---------- Page

7.3.1. Excess Payment. If it is established, pursuant to a final and conclusive determination of a court or the Internal Revenue Service (the “IRS”) that an Excess Payment has been made, Kharazmi must repay such Excess Payment to NuGene; provided, that no Excess Payment will be repaid by Kharazmi to NuGene unless, and only to the extent that, the repayment would either reduce the amount on which Kharazmi is subject to tax under Code Section 4999 or generate a refund of tax imposed under Code Section 4999.
7.3.2. Underpayment. In the event that it is determined by (i) the Accounting Firm, NuGene (which shall include the position taken by NuGene, or together with its consolidated group, on its federal income tax return) or the IRS, or (ii) pursuant to a determination by a court, or (iii) upon the resolution to Kharazmi’s satisfaction of the Dispute, that an Underpayment has occurred, NuGene shall pay an amount equal to the Underpayment to Kharazmi within ten (10) days of such determination or resolution, together with interest on such amount at the applicable federal rate under Code Section 7872(f)(2) from the date such amount would have been paid to Kharazmi until the date of payment.

--------------------

**Written problem a**. Under the payment provisions above, what limits Kharazmi's duty to repay an Excess Payment? Answer in one to three sentences.

---------- Material provided

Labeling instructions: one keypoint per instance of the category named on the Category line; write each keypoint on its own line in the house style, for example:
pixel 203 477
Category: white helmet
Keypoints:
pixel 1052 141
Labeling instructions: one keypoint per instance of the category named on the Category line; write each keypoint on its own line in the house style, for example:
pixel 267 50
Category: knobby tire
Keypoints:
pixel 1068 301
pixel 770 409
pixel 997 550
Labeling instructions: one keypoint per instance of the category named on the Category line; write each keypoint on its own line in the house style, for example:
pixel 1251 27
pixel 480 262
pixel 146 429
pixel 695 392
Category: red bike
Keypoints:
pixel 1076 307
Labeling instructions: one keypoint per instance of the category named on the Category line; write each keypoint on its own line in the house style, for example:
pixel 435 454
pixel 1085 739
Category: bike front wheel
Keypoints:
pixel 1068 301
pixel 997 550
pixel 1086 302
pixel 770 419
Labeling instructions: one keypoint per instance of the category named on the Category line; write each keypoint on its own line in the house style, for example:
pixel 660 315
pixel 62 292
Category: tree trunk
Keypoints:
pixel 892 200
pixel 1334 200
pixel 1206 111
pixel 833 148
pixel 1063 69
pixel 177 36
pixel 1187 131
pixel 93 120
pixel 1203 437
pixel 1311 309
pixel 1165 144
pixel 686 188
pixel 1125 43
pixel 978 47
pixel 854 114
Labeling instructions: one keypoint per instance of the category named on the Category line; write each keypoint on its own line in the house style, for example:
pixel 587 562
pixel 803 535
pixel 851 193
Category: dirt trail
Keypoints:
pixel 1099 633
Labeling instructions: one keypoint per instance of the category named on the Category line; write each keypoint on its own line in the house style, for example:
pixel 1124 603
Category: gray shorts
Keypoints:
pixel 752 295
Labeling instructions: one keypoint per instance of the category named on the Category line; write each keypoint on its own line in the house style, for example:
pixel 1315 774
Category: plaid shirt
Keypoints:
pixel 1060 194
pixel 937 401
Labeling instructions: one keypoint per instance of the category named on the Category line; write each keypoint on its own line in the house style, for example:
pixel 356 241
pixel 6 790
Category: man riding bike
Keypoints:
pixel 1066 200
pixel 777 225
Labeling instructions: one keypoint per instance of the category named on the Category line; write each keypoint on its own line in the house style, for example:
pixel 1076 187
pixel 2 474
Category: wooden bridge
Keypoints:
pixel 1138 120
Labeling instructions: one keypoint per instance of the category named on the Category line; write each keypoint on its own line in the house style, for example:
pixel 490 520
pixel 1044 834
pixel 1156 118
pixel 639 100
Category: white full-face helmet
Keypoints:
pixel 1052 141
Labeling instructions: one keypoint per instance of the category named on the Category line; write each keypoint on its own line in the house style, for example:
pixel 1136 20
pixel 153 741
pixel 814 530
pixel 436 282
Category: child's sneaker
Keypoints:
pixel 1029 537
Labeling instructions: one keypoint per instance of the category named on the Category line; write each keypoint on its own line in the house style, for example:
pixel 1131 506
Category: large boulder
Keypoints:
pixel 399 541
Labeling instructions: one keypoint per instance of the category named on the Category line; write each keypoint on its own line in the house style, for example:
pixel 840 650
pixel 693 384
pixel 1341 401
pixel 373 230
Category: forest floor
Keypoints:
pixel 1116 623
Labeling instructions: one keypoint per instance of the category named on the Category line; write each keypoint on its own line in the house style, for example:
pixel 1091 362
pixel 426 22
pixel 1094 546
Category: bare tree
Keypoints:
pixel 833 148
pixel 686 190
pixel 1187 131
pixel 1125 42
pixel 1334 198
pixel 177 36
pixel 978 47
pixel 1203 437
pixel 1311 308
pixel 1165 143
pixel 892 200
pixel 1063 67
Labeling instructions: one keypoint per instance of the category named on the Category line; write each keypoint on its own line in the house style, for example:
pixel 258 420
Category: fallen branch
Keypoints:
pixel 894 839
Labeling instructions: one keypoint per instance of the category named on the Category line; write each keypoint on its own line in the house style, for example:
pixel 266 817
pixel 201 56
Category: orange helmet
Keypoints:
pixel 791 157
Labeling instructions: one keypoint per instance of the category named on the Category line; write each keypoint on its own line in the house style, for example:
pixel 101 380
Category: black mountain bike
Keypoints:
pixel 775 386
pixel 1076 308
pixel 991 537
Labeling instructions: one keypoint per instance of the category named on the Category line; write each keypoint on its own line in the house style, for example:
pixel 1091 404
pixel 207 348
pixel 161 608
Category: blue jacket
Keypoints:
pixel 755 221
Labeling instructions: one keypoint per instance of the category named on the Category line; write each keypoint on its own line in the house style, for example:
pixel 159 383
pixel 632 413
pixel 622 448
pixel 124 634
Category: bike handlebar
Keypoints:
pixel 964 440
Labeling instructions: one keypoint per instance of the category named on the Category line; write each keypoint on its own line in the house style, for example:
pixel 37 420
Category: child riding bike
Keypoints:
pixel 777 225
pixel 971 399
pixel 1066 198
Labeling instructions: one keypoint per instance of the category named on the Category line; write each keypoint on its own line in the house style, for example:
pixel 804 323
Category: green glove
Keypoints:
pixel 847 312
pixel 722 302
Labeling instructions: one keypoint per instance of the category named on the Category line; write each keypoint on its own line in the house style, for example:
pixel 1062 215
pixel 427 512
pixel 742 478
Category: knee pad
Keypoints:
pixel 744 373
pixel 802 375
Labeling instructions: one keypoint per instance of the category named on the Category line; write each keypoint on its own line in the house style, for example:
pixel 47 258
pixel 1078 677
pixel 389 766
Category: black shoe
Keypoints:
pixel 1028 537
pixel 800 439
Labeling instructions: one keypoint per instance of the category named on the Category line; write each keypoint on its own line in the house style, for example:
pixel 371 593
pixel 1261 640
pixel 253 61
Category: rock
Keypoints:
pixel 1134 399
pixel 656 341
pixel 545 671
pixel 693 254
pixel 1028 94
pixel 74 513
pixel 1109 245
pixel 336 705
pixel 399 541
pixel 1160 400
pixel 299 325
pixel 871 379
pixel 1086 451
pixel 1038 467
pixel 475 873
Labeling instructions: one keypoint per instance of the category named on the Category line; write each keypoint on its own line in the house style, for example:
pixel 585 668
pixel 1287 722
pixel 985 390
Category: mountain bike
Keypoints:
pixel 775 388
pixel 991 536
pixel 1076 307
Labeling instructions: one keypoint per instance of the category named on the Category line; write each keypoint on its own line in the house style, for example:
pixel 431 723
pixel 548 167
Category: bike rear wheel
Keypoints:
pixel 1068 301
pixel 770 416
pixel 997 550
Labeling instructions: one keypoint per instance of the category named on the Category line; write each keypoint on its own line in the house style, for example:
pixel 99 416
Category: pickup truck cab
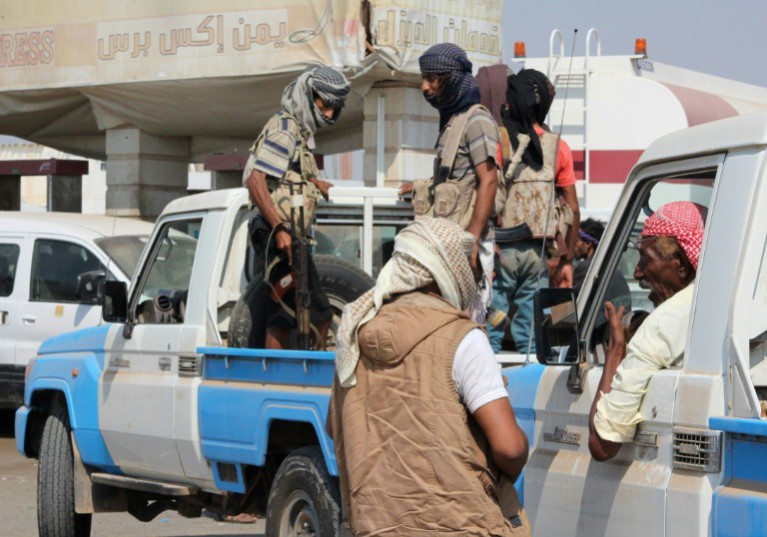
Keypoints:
pixel 43 257
pixel 164 415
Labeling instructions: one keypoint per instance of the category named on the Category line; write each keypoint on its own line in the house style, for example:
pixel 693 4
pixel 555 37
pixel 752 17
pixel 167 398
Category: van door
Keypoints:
pixel 566 491
pixel 11 283
pixel 136 396
pixel 54 306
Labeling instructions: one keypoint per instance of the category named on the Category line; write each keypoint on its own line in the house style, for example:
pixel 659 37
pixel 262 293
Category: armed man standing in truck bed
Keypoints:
pixel 464 182
pixel 280 156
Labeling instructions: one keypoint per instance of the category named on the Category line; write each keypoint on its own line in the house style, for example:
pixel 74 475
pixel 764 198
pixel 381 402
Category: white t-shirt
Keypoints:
pixel 476 372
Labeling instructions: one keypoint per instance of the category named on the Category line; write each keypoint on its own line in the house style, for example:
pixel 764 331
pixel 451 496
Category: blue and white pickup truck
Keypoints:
pixel 156 412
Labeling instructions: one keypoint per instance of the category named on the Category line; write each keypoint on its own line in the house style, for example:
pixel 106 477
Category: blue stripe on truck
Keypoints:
pixel 739 505
pixel 237 379
pixel 523 381
pixel 82 350
pixel 235 421
pixel 302 368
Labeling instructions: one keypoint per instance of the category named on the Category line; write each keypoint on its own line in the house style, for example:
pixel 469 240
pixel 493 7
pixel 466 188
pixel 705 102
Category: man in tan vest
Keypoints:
pixel 425 436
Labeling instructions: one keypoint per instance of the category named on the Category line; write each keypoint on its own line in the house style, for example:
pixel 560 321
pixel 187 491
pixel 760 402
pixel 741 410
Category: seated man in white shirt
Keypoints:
pixel 669 248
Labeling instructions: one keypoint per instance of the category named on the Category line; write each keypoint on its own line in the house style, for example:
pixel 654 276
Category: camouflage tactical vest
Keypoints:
pixel 530 192
pixel 307 194
pixel 442 196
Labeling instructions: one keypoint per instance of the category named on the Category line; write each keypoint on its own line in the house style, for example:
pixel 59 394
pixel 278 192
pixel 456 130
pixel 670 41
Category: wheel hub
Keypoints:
pixel 299 519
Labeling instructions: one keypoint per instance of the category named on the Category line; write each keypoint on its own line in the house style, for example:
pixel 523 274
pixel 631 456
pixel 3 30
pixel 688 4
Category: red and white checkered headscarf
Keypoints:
pixel 682 220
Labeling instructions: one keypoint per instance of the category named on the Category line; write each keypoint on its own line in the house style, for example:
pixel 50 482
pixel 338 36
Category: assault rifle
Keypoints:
pixel 300 264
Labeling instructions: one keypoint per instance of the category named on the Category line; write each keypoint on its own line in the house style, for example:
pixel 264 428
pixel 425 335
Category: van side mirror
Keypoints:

--------------------

**Written problem b**. Write out the records line for line, starting at the first line of the records and ending at the line that contains "pixel 937 401". Include both of those lines.

**Answer a**. Kharazmi repays an Excess Payment only after a final and conclusive determination by a court or the IRS. Even then, repayment is due only if, and only to the extent that, it would either reduce the amount on which Kharazmi is subject to tax under Code Section 4999 or generate a refund of tax imposed under that section.

**Answer b**.
Labeling instructions: one keypoint per instance of the category named on the Category line; write each keypoint on its own line in the house style, for example:
pixel 203 477
Category: white helmet
Keypoints:
pixel 1052 141
Labeling instructions: one keypoint per instance of the category named on the Category line; write each keypoint on its own line in the house style, for example:
pixel 267 50
Category: knobby tire
Keypoints:
pixel 1068 301
pixel 770 409
pixel 997 550
Labeling instructions: one keypoint per instance of the category named on the Category line; write each keypoint on its own line in the house style, for example:
pixel 1251 27
pixel 480 262
pixel 146 429
pixel 695 392
Category: red bike
Keypoints:
pixel 1076 307
Labeling instructions: one keypoint per instance of the category named on the Category line; write each keypoint on its own line in the house style, for example:
pixel 435 454
pixel 1085 739
Category: bike front wheel
Keypoints:
pixel 1068 301
pixel 997 550
pixel 1086 302
pixel 770 419
Labeling instructions: one keypoint per instance of the category named on the Category line; write each keypoint on its own line in the house style, for example:
pixel 660 315
pixel 62 292
Category: tree trunk
Keypoints:
pixel 892 200
pixel 1334 200
pixel 1206 111
pixel 833 148
pixel 1063 69
pixel 177 36
pixel 1187 131
pixel 93 120
pixel 1203 437
pixel 1311 309
pixel 1165 144
pixel 686 188
pixel 1125 43
pixel 978 47
pixel 854 114
Labeling instructions: one keypoint per instance of the category named on the Category line; write each keypoint on its own line in the house style, for example:
pixel 587 562
pixel 803 535
pixel 851 193
Category: dirt trail
Keypoints:
pixel 1099 633
Labeling instructions: one keypoint per instance of the category named on the Category line; write each keypoint on its own line in the house style, for example:
pixel 1124 603
Category: gray shorts
Keypoints:
pixel 752 295
Labeling instructions: one keypoint per instance of the category named on the Category line; write each keypoint on its own line in the house style, for example:
pixel 1315 774
Category: plaid shirt
Keypoints:
pixel 1060 194
pixel 937 401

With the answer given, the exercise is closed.